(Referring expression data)
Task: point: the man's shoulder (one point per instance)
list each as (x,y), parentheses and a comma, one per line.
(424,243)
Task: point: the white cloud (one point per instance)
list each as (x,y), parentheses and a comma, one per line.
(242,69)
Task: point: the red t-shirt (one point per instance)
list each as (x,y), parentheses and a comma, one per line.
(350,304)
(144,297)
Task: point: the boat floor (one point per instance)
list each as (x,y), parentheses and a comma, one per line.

## What you have to do
Nothing but the lines from the one with "Task: point: the red" through the end of the data above should be reproduced, each exactly, both ends included.

## Answer for this exercise
Task: point: the red t-shirt (one point per instance)
list each as (x,y), parentheses and a comma, one per line.
(350,304)
(144,297)
Task: point: the boat floor (one point per instance)
list each as (x,y), parentheses and a comma, one per line.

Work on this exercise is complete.